→ Task requirements
Rewrite the entries from the very first line down through the line with "xmin=47 ymin=110 xmax=52 ymax=114", putting "cap" wherever "hat" appears and leaving everything else as it is.

(Coordinate entries with notes)

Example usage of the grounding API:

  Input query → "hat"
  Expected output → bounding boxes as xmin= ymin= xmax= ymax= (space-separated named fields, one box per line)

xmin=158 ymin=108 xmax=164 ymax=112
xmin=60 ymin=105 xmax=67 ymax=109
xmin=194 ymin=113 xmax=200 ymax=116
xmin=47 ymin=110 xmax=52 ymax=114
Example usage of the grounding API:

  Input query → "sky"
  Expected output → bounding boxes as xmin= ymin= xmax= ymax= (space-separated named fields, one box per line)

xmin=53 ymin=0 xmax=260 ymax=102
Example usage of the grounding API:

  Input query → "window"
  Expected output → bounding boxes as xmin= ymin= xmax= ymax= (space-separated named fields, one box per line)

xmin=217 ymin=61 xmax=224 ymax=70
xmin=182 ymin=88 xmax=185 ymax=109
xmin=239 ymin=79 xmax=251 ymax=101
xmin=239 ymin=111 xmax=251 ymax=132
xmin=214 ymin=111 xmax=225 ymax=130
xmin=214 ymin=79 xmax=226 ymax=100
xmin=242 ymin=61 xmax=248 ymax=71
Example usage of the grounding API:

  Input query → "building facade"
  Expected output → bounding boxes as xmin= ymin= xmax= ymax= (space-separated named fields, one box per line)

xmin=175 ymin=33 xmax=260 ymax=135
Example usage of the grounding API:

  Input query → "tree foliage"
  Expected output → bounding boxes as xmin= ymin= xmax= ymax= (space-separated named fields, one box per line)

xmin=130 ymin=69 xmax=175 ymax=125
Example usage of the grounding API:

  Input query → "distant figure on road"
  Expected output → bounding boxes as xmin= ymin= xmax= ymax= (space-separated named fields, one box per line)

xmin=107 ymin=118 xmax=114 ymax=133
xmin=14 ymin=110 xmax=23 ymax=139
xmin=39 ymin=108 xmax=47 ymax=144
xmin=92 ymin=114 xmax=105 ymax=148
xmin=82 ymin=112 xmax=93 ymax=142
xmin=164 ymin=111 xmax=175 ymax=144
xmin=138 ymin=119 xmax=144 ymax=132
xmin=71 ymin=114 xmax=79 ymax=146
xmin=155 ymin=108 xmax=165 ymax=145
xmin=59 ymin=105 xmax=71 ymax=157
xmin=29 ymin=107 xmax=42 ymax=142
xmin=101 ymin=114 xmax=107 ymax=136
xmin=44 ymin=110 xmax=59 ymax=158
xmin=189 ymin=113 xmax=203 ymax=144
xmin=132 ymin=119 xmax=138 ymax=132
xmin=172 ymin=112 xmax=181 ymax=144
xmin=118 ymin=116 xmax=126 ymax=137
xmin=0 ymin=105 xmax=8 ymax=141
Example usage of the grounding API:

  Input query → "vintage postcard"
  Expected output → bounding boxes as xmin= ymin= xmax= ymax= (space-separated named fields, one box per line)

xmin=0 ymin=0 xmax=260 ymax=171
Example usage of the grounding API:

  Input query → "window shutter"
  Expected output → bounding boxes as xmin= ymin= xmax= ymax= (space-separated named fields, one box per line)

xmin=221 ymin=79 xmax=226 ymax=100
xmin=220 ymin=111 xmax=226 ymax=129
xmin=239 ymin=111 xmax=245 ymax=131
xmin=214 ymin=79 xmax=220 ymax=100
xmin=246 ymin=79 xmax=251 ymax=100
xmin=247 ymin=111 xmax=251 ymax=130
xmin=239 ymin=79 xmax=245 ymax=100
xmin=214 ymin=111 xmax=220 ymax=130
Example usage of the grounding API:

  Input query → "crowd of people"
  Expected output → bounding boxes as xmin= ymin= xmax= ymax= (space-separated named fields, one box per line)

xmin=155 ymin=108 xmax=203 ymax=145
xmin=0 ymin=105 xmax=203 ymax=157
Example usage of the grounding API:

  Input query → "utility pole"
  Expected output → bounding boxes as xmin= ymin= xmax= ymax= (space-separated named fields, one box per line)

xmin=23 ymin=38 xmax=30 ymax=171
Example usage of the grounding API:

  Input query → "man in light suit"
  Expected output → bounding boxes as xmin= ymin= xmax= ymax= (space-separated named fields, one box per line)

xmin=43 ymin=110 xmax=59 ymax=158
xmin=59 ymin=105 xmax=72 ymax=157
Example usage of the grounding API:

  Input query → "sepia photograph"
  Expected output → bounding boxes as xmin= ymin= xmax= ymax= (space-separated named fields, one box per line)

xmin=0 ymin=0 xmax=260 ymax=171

→ Solution for this exercise
Example usage of the grounding API:

  Input query → "cap"
  Expected output → bounding boxes as xmin= ymin= xmax= ymax= (space-separated named fields, one box per line)

xmin=158 ymin=108 xmax=164 ymax=112
xmin=60 ymin=105 xmax=67 ymax=109
xmin=194 ymin=113 xmax=200 ymax=116
xmin=47 ymin=110 xmax=52 ymax=114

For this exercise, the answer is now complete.